*** Opening of RECORD SET ***
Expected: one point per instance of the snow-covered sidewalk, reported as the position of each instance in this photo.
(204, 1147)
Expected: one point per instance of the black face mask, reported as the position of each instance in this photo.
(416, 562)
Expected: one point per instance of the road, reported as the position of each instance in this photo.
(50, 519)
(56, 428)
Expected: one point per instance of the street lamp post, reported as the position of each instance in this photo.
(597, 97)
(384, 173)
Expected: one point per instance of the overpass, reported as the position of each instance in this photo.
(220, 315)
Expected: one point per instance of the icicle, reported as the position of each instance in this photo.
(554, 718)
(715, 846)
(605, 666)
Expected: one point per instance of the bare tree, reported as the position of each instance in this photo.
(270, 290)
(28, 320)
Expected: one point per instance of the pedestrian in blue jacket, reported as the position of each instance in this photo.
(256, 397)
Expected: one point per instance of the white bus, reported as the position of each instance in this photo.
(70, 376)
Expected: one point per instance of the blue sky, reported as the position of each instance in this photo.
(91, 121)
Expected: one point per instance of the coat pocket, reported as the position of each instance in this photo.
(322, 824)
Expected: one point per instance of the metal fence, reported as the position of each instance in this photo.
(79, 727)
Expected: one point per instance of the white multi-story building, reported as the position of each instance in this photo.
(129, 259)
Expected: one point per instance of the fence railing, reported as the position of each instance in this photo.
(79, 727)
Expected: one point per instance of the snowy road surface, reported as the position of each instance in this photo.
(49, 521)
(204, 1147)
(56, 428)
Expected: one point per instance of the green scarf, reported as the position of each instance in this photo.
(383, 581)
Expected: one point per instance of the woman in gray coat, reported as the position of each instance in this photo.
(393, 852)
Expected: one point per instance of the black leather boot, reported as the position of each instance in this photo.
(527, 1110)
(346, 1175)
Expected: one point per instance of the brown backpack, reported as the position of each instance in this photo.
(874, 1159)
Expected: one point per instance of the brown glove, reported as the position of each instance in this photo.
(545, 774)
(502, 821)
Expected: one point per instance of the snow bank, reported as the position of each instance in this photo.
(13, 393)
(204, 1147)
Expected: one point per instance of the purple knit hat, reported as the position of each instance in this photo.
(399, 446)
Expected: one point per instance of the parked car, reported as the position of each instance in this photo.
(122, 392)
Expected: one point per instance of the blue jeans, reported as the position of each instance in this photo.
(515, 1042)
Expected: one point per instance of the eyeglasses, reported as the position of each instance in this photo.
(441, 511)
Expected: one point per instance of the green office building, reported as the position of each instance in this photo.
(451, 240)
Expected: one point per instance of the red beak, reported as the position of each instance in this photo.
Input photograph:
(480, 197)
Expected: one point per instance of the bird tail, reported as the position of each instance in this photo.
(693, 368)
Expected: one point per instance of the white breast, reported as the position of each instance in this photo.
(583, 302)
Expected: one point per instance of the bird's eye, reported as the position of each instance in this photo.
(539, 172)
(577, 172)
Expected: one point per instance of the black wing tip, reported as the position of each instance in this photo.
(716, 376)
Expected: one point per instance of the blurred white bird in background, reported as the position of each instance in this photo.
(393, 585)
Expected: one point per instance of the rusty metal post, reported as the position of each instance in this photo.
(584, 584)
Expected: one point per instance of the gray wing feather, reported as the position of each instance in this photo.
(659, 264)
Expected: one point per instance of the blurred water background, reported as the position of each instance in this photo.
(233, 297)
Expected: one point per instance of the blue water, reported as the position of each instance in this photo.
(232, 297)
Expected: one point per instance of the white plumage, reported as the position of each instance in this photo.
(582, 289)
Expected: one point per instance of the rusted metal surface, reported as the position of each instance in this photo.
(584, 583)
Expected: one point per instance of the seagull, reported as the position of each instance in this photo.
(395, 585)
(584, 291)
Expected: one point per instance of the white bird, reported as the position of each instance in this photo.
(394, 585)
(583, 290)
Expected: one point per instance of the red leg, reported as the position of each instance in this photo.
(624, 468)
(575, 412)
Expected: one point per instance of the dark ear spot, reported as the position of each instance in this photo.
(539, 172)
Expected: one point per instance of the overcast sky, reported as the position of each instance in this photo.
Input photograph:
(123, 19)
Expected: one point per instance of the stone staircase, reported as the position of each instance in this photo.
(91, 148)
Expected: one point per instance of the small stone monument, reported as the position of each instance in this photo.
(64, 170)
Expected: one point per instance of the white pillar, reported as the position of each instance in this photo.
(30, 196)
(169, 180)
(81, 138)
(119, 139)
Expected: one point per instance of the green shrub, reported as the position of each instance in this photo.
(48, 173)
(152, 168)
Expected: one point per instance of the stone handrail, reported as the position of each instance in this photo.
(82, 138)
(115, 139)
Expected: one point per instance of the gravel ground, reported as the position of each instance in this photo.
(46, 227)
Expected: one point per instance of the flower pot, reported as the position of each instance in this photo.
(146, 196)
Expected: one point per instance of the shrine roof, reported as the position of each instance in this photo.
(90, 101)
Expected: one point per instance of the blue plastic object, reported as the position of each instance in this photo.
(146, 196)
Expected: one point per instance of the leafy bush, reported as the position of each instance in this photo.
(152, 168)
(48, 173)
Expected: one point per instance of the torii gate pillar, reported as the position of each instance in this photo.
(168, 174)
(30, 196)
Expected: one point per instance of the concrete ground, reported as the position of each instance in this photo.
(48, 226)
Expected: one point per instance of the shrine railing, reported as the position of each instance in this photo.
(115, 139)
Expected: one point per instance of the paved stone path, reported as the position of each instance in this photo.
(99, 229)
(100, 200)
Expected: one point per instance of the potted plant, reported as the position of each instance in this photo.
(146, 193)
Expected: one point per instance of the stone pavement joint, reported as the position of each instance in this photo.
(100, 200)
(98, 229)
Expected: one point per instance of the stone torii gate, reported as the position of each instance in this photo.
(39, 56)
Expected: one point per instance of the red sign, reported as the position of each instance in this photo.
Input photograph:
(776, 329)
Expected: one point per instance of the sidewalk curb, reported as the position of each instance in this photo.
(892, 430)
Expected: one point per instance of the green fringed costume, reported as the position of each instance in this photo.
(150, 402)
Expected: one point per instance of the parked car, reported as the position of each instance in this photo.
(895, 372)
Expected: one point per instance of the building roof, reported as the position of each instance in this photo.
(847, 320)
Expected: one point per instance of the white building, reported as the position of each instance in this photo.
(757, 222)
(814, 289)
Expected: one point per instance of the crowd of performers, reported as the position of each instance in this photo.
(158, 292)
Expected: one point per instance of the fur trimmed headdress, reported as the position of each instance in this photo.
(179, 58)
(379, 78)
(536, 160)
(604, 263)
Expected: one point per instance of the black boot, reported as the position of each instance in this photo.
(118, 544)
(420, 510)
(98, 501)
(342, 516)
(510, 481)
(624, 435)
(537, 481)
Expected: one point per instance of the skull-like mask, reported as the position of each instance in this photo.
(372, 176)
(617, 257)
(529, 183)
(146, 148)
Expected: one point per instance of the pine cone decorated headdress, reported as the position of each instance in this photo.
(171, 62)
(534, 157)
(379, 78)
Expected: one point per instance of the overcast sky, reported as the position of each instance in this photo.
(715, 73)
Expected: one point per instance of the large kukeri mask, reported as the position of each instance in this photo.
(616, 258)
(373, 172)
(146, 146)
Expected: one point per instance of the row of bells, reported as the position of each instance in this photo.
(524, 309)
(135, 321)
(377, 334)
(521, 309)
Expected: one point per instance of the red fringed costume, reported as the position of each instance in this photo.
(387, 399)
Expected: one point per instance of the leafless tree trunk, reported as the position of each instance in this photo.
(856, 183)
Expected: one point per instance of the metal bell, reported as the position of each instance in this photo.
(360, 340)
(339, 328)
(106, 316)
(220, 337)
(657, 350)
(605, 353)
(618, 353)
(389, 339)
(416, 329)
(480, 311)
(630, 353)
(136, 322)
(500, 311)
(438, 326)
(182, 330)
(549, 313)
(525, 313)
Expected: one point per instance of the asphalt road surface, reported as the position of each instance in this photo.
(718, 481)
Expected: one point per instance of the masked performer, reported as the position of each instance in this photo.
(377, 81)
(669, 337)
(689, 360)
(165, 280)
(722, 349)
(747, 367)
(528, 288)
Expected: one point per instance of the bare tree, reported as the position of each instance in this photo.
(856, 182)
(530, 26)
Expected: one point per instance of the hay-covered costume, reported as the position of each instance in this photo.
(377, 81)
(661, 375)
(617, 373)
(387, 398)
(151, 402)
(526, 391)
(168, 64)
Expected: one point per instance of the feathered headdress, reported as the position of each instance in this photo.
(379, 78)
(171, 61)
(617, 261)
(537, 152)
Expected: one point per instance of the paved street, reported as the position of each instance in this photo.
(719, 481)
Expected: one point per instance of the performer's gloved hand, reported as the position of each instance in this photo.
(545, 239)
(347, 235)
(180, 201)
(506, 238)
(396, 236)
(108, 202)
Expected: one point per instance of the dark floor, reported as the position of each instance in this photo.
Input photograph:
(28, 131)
*** Close of RECORD SET ***
HOW TO COMPLETE THIS TASK ▸ Retype exactly, and only, the lines that run from the one with "Expected: one point per instance of the dark floor, reported" through the final line of the entries.

EXERCISE ANSWER ▸
Expected: one point per instance of the dark floor, reported as the position of each instance in this photo.
Input photograph:
(28, 131)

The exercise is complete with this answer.